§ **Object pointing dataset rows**
↓
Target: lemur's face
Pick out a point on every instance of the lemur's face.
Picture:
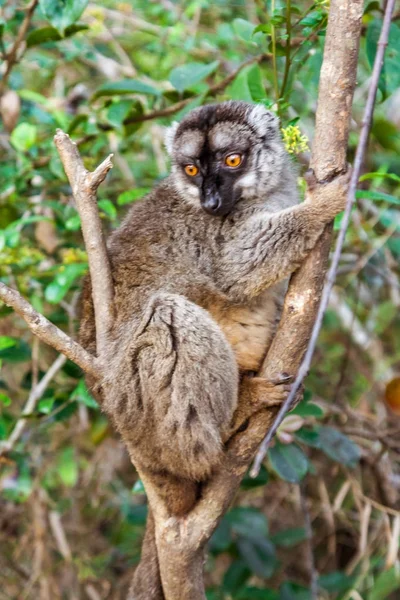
(223, 153)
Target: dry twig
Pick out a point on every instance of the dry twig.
(326, 164)
(49, 333)
(84, 187)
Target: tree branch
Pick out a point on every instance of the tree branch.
(49, 333)
(84, 187)
(326, 163)
(181, 541)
↑
§ **What this task involves**
Reproduce every entry above line for line, leaving out the pictures.

§ **Answer to the exercise**
Target: lemur's face
Pick out a point on every instance of the lemur's face.
Picture:
(223, 153)
Target: dry twig
Pick out a point on every instance of the dry twig.
(326, 164)
(49, 333)
(84, 187)
Target: tree branch
Pick out a point on every instance of the tree branch.
(49, 333)
(84, 187)
(326, 163)
(181, 541)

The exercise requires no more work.